* **SHORT TASK**: Below are records to repeat exactly. Omit the pictures from the copy.

* **EXTRACTED ENTRIES**:
============================================================

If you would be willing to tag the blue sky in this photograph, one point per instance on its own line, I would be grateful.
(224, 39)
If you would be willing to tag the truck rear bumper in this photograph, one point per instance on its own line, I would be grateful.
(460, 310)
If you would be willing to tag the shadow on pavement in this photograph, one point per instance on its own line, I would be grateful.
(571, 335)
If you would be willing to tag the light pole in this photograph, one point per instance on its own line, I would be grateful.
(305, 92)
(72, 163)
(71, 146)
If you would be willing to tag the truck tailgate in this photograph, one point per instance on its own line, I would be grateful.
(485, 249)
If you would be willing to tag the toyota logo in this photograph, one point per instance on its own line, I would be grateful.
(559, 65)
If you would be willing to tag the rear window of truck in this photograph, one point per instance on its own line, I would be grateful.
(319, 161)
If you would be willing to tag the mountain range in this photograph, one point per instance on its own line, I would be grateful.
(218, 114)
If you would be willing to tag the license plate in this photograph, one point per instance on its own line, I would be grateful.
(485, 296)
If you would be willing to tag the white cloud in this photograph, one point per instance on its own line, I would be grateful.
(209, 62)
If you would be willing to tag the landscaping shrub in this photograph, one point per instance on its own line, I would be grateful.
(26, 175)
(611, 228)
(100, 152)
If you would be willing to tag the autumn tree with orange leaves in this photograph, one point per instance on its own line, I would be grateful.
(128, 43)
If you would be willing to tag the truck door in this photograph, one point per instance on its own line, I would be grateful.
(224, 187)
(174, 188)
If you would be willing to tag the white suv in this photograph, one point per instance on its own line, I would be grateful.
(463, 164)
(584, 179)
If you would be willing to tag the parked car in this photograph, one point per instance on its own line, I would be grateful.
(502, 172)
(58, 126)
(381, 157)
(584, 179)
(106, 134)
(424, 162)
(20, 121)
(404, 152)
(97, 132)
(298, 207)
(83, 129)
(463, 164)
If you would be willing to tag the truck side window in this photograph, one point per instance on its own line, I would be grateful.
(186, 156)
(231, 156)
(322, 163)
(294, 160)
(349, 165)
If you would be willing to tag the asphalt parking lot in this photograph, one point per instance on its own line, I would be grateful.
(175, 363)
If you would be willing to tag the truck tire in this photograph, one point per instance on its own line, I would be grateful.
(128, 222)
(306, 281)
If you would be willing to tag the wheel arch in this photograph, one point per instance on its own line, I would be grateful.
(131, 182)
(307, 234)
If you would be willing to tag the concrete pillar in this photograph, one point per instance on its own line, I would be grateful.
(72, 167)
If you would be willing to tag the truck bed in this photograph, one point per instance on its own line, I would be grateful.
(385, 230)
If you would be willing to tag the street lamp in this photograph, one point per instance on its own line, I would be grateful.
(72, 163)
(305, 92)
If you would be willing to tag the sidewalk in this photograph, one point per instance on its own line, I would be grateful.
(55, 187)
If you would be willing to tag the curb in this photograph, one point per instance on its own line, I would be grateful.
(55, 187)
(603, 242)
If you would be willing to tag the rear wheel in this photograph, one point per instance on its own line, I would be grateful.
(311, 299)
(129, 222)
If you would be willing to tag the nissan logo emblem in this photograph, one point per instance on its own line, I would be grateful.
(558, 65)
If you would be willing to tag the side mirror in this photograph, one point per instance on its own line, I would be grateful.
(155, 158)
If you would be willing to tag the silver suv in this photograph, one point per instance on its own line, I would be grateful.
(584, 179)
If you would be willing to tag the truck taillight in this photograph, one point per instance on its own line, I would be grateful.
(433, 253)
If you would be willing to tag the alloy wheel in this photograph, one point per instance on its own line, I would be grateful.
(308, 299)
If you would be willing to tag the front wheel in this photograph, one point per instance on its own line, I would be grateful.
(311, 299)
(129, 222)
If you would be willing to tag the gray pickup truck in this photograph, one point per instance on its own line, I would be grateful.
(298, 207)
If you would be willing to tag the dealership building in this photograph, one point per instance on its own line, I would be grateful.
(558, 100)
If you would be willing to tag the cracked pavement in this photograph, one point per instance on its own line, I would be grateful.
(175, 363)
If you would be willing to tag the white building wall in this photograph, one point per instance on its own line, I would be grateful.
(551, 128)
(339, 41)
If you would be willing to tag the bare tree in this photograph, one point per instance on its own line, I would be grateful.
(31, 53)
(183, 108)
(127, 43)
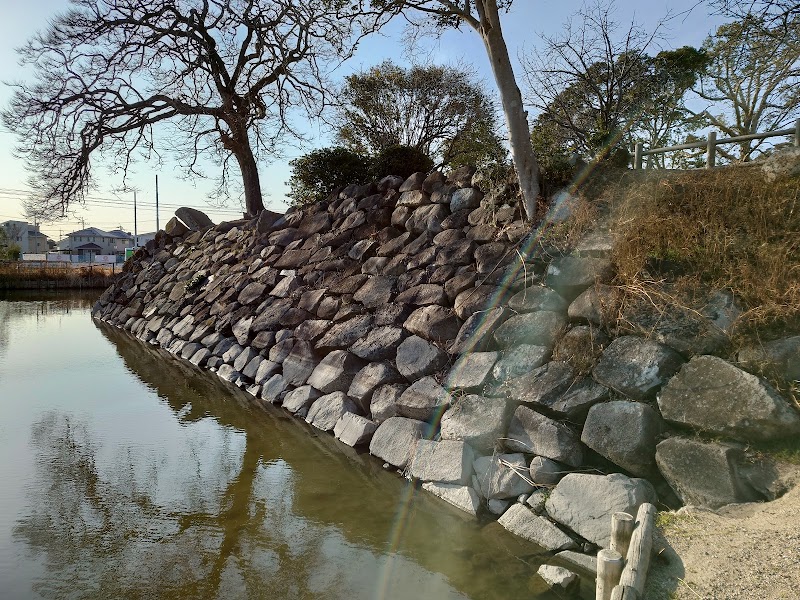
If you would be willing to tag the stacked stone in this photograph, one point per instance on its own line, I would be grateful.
(418, 318)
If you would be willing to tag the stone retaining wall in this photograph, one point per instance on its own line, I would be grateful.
(418, 320)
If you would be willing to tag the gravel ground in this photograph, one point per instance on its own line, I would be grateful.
(743, 551)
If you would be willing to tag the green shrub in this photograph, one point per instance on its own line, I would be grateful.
(319, 172)
(402, 161)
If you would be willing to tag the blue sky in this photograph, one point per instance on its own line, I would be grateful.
(108, 209)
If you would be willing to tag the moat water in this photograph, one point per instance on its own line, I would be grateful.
(127, 474)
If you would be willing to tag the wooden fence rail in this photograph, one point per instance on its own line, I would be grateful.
(622, 568)
(711, 143)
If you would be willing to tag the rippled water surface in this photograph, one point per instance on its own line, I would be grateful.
(125, 474)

============================================================

* **RESPONSE TO THIS EXERCISE**:
If you would be willing to tag the blue sky in this photograph, one point per instance on its own line, I would be grateful.
(224, 39)
If you would be willing to tag the truck rear bumper in this photograph, one point per instance on its own line, I would be grateful.
(460, 310)
If you would be willing to tag the shadow on pavement in this photograph, one point per instance on its own line, I would be grateful.
(571, 335)
If you would be willing to tag the light pole in this photograph, one point per instance on its own line, I would be grateful.
(305, 92)
(72, 163)
(71, 146)
If you would be willing to tag the truck tailgate in this photograph, one point per instance on its own line, I would be grateful.
(485, 249)
If you would be willing to tag the toyota logo in this photograph, one point per instance on its own line, I would be grateful.
(559, 65)
If you would be willing to tag the rear window of truck in this photograph, one point per instance on its own line, I would be grateful.
(319, 161)
If you would be willing to tag the mountain range in this photograph, one point per instance on its own line, I would be grateful.
(218, 114)
If you would be willing to tag the license plate in this photograph, one point per instance on its own line, I would be grateful.
(485, 296)
If you would be willing to tag the white cloud in this photograph, one point per instance on its own line, I would be grateful.
(209, 62)
If you would be willing to tag the landscaping shrub in this photograph, one point per instance on its own line, I would be grateful.
(26, 175)
(611, 228)
(100, 152)
If you would be willing to tag the autumn tree with orange leaves in this photograph, one point per instance on its own line, I would be grateful.
(128, 43)
If you would be willing to tag the truck door in this photograph, one point per instance on its own line, I would be grateful.
(224, 187)
(174, 188)
If you would be willing to tag the white suv in this photograph, one point per instance on its own line, I would be grateful.
(463, 164)
(584, 179)
If you would be willing to tag the parked car in this photograph, one point per instance on its own line, I would be grateful.
(502, 172)
(58, 126)
(381, 157)
(584, 179)
(106, 134)
(424, 162)
(20, 121)
(404, 152)
(97, 132)
(298, 207)
(83, 129)
(463, 164)
If you would be willing to tag the truck side window in this photograph, one point per instance on its own line, I would be grateful.
(186, 156)
(231, 156)
(322, 163)
(294, 160)
(349, 165)
If you would be willing to tag the asphalt parking lot in this photograph, one point per instance on its own line, I would be grateful.
(175, 363)
If you would be willing to tag the truck tire in this photograph, one point per instance on its own line, I would be grateful.
(128, 222)
(306, 281)
If you would be willing to tag the wheel arch in this photograph, one point per instance on its own line, I would be grateful.
(131, 182)
(307, 234)
If you would be willing to tag the concrete pillar in this photograph, one point per instance on its own line, I would be grateful.
(72, 167)
If you would be willing to tag the truck bed in this photograph, one point per instance on its own line, I would be grateful.
(385, 230)
If you would be willing to tag the street lamp in this photograph, one point per instance on its own line, I would be grateful.
(72, 163)
(305, 92)
If you would be willing to tag the sidewalk in this photograph, one point per instance on its own line, I would be grateful.
(55, 187)
If you would be willing to tag the curb in this photograph, one point per instance on its own line, I would be grateful.
(55, 187)
(603, 242)
If you would be willing to tag the rear wheel in this photograph, one point per instance on its own line, I would be grateful.
(311, 299)
(129, 222)
If you would be willing to tag the nissan logo emblem in this photograph, one point per instance on its own line, I would be grateful.
(558, 65)
If you would be willing to tag the side mirror in this photograph, one point per instance on its own line, I would be grateful.
(155, 158)
If you would be willing to tag the silver suv in this photograph, one point per instance on its own line, I would be grateful.
(584, 179)
If you would be willing to tag the truck taillight in this photograph, one point per instance on its own line, I would be grateful.
(433, 253)
If you would be willing to tag the alloy wheel in this photograph, one point per instance on its own line, I would be grateful.
(308, 299)
If you would be willing to tag the front wheel in this photograph, one point per instance on its own line, I would be grateful.
(311, 299)
(129, 222)
If you would be willing to tag the gray pickup truck in this photograph, one point per instance on its own line, I would be grateful.
(298, 207)
If you would be willing to tag the dealership building in this photograph, one point per instance on its own line, I would be grateful.
(558, 100)
If you would be willing to tag the cracked pavement in this photograph, one point per instance on its own line, I would be grateful.
(175, 363)
If you would be willing to tag the white building wall in this photograph, one point per instance on its own line, I would be grateful.
(551, 128)
(339, 41)
If you would be willing to tag the bare tree in this photograph, one point per instance on its own line, I would be grateful.
(31, 53)
(183, 108)
(127, 43)
If you would be willing to tag the stacked stone in this photograph, one point per instance on its own line, I would be grateful.
(418, 318)
If you would be willing to tag the stone retaining wall in this photograph, one point per instance on its own line, I would be grateful.
(418, 320)
If you would be willing to tag the gravel ground in this photograph, one point per instance on its own line, I would be grateful.
(743, 551)
If you would be willing to tag the green shrub in this photograph, one point per instance on its own line, I would be grateful.
(319, 172)
(402, 161)
If you would be willing to tag the blue sky in this photograph, one point per instance on its own line, I would be grateful.
(108, 209)
If you would be willing to tag the moat water in this photograph, one point per instance on its own line, I would be grateful.
(127, 474)
If you would be willing to tag the wooden fence rail in this photograph, one point per instance on its own line, I would be grateful.
(622, 568)
(711, 143)
If you would be willing to tag the rippled water surface in this photograph, one point per instance on its own line, I would be grateful.
(125, 474)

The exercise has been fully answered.